RECORDS SUPPLIED.
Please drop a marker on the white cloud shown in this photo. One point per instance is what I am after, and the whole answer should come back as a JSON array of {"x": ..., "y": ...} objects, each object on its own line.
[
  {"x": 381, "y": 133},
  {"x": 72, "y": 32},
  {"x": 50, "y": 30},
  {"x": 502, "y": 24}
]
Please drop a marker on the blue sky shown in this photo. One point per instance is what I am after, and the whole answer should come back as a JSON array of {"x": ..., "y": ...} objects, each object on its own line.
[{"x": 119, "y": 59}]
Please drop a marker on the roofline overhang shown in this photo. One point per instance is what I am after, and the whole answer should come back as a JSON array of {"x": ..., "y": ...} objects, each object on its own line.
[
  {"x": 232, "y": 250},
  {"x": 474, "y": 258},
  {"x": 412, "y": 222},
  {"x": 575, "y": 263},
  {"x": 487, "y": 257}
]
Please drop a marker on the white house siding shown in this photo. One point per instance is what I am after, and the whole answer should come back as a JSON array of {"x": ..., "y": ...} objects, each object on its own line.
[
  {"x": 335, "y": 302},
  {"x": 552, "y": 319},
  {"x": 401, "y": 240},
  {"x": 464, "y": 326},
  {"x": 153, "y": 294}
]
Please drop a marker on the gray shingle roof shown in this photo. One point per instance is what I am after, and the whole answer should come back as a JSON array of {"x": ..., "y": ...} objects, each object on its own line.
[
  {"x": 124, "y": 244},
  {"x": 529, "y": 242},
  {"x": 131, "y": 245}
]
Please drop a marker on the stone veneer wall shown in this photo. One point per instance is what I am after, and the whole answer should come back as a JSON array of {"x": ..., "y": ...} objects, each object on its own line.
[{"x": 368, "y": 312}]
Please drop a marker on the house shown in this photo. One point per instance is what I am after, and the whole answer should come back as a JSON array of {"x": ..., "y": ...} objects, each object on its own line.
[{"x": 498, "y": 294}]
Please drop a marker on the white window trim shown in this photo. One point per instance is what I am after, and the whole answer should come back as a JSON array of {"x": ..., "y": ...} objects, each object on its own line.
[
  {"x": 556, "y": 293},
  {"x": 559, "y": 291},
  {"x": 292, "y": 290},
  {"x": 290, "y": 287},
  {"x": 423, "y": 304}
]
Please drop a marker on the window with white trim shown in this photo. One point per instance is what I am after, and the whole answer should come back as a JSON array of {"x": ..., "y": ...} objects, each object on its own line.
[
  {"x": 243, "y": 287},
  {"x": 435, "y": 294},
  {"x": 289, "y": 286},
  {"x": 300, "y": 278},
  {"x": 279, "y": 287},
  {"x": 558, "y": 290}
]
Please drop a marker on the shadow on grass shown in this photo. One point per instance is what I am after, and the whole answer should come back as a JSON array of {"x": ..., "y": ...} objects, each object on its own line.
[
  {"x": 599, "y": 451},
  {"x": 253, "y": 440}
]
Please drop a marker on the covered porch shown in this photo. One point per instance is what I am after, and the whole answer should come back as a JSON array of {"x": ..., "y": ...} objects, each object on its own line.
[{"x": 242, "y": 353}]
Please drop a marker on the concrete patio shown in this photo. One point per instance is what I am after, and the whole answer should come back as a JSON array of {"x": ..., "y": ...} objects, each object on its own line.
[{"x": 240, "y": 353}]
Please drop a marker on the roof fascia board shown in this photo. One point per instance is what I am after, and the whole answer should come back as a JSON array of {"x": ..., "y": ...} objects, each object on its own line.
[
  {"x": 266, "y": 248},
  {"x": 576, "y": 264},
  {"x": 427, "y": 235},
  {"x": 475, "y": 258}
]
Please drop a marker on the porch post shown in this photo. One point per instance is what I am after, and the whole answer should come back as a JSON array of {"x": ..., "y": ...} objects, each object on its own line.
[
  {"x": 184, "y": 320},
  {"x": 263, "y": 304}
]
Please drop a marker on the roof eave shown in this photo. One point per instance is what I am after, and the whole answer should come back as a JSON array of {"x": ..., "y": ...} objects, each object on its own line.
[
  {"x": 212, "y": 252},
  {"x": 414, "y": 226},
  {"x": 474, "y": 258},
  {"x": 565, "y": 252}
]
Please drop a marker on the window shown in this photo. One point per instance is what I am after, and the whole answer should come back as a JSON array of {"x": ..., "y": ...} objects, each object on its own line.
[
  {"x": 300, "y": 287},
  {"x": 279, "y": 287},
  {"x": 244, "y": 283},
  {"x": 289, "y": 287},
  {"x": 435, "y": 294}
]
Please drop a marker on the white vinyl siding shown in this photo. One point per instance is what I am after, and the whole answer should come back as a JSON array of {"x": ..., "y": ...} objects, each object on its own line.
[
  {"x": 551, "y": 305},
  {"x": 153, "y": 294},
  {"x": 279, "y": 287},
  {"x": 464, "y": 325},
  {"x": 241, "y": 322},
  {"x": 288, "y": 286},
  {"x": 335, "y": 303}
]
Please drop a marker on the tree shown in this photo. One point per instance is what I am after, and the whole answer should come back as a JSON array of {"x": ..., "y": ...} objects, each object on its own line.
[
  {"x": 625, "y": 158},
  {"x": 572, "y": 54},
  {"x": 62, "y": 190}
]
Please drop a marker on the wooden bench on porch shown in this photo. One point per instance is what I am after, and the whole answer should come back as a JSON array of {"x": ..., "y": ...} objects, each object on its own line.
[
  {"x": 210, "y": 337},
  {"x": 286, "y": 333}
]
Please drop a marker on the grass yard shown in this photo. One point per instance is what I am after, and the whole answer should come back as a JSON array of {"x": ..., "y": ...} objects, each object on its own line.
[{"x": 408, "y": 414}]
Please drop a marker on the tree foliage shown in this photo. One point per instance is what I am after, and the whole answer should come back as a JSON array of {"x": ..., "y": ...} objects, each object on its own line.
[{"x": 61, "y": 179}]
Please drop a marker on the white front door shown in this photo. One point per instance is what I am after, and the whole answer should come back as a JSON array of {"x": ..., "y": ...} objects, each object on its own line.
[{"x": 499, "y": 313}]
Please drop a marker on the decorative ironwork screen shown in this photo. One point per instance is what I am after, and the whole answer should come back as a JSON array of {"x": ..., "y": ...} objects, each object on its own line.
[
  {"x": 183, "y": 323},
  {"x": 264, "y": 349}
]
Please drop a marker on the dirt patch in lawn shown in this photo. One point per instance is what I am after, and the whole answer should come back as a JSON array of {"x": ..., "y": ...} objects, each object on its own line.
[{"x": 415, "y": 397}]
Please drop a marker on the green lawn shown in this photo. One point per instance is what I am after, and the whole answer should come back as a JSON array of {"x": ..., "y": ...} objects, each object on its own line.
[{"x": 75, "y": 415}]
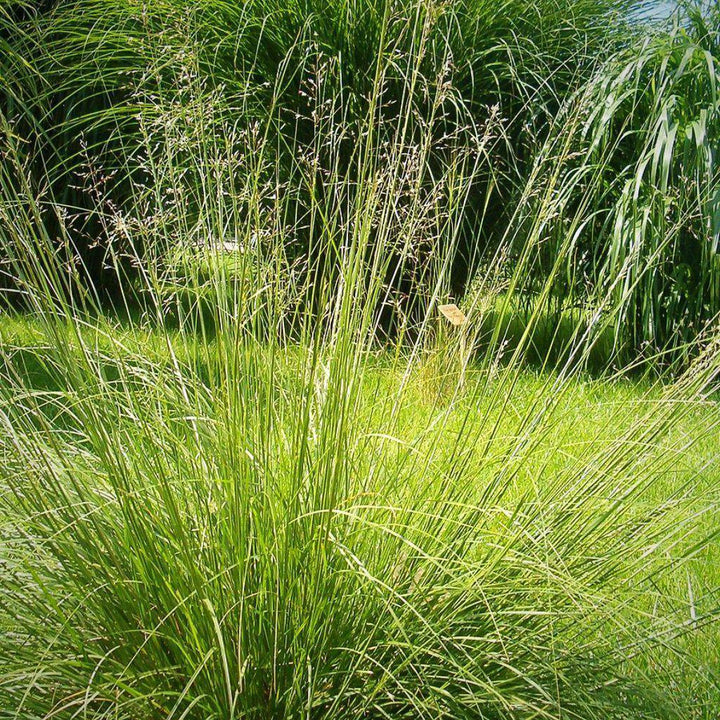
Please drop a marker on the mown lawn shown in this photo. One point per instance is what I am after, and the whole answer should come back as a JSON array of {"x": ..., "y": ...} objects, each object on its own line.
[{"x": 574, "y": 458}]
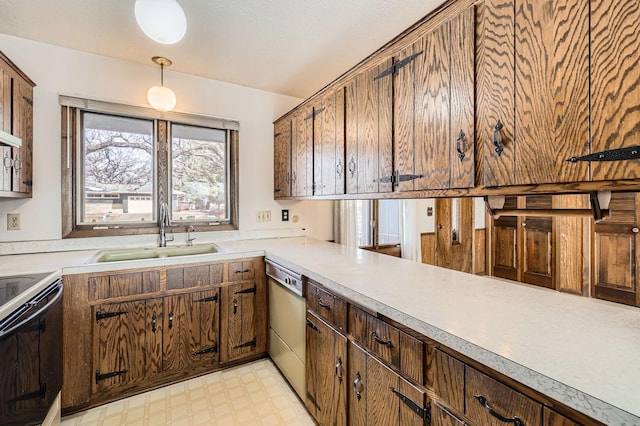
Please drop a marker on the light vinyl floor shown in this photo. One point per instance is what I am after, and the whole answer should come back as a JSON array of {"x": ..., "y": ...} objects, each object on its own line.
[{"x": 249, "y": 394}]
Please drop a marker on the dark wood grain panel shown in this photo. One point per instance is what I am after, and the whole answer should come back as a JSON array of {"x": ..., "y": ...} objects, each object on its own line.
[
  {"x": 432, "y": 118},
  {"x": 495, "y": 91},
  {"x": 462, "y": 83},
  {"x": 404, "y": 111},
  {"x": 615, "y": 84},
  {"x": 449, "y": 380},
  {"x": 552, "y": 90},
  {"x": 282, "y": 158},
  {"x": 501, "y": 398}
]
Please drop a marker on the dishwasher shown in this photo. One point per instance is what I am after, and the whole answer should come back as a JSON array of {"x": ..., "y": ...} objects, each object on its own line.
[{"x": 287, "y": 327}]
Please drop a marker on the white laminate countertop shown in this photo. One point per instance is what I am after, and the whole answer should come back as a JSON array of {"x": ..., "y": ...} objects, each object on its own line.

* * *

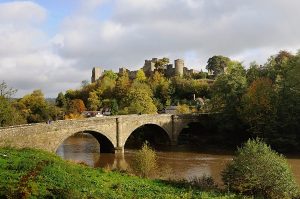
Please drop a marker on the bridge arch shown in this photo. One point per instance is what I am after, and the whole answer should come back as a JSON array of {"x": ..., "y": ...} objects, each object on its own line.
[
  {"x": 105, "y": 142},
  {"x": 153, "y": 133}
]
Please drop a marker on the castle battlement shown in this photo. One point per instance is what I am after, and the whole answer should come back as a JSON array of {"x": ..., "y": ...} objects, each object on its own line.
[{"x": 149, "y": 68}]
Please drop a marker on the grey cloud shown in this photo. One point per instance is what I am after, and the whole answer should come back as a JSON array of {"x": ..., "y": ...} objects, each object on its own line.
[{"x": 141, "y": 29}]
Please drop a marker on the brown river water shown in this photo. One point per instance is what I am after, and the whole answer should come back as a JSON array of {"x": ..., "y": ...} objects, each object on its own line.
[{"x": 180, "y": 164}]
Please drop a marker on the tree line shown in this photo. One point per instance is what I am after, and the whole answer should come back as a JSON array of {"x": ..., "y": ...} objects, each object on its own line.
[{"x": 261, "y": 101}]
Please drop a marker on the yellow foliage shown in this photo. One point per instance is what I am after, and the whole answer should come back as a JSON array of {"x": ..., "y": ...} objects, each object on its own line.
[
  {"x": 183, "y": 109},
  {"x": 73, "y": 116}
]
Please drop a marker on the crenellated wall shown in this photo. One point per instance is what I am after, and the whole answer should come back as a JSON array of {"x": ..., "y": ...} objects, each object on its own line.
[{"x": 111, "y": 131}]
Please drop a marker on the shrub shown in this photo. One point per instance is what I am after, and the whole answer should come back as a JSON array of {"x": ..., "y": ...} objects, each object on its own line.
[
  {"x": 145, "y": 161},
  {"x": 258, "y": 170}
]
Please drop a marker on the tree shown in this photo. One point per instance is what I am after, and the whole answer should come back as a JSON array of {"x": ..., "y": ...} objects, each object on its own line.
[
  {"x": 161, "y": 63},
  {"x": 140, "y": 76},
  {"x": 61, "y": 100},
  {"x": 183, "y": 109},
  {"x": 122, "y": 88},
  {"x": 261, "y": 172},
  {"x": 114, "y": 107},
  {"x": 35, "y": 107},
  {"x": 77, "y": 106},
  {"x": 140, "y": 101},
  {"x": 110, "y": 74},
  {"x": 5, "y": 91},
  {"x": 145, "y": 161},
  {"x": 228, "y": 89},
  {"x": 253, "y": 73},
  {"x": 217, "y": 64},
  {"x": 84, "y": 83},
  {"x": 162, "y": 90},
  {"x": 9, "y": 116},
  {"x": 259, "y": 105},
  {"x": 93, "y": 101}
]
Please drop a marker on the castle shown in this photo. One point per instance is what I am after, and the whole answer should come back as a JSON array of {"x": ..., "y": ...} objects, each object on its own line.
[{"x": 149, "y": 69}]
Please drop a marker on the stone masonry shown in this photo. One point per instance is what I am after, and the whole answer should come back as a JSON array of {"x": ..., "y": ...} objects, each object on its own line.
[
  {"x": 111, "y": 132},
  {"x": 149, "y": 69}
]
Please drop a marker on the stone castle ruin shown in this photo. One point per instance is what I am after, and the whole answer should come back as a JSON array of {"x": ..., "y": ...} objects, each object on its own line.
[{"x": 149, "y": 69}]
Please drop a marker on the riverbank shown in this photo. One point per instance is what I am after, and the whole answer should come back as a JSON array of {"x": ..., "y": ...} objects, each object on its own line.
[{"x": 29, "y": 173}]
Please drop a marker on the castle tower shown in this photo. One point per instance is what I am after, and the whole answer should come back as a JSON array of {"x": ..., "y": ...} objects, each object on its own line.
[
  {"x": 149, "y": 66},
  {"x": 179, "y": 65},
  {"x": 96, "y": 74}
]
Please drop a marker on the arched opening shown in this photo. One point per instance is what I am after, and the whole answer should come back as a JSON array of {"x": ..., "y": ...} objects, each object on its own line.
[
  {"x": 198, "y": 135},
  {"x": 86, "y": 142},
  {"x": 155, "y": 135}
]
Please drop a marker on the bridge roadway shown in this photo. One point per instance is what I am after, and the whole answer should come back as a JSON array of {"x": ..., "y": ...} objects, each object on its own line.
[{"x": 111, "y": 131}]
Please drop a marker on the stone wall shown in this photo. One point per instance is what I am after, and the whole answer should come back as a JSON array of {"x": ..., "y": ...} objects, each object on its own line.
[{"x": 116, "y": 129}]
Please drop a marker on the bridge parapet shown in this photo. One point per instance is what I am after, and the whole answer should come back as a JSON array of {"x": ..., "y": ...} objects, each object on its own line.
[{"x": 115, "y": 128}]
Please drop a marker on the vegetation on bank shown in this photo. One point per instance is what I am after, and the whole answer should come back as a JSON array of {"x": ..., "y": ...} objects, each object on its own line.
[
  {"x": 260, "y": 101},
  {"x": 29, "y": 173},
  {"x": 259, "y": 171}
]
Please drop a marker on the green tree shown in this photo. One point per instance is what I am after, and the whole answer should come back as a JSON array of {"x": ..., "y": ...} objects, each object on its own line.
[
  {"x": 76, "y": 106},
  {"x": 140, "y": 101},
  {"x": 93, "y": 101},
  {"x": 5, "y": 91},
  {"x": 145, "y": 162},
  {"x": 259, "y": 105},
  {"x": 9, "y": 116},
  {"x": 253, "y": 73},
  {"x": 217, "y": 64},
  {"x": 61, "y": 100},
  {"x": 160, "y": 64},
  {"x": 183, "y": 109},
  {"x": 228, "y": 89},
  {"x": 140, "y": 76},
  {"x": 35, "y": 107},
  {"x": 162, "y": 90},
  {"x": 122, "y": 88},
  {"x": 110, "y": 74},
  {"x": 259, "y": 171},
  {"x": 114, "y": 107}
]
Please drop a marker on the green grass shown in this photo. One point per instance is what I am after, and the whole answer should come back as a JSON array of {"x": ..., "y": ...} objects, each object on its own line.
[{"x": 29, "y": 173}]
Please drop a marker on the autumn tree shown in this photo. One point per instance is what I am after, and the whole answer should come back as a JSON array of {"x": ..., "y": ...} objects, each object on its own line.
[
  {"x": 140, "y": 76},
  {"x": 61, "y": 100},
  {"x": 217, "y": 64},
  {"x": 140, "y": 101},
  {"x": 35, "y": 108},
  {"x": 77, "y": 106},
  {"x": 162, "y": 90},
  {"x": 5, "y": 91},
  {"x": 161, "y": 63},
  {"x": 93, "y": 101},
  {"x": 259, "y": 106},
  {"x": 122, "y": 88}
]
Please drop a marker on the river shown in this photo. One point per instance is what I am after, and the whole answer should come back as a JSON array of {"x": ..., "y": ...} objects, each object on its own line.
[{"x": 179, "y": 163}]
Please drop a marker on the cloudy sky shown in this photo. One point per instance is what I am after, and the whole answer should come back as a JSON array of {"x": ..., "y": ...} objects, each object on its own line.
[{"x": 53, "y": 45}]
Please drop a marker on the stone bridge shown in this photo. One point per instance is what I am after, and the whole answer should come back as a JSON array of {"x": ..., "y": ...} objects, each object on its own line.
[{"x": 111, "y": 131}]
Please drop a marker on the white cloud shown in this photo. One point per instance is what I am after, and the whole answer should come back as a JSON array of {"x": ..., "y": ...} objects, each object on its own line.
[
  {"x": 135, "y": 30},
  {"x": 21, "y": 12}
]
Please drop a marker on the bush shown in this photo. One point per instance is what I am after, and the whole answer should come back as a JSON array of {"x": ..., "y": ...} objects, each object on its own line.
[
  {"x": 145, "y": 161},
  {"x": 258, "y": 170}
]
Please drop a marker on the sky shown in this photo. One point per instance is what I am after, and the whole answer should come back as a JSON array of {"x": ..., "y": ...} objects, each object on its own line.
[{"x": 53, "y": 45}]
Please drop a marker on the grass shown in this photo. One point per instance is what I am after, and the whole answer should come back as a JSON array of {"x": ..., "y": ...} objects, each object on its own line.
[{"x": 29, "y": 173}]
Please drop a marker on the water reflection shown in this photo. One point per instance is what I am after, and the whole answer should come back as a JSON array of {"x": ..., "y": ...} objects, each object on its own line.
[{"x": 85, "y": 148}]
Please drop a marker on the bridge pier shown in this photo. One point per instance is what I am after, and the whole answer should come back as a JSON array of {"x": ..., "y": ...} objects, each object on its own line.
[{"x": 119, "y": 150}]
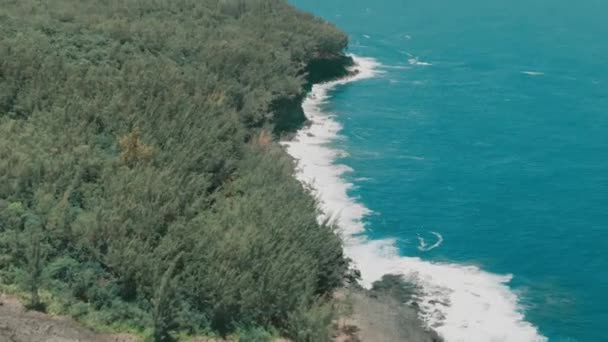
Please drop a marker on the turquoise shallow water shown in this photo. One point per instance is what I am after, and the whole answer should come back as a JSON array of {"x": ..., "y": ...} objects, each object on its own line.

WRITTEN EXERCISE.
Extract every line of the records above that contains the string "trim", treating uppercase and lowercase letters as distinct.

ANSWER TO THIS TASK.
Please drop a marker on the white window trim shown in this photo. One point per instance is what I am after, and the whole answer should come back as a JSON array of {"x": ..., "y": ...} objects, each object on its own line.
Please drop a marker on the window with white trim shown in this photo. One point per instance is what I am after, and the whole answer should come back as a JSON array of {"x": ..., "y": ...} objects, each object on its own line.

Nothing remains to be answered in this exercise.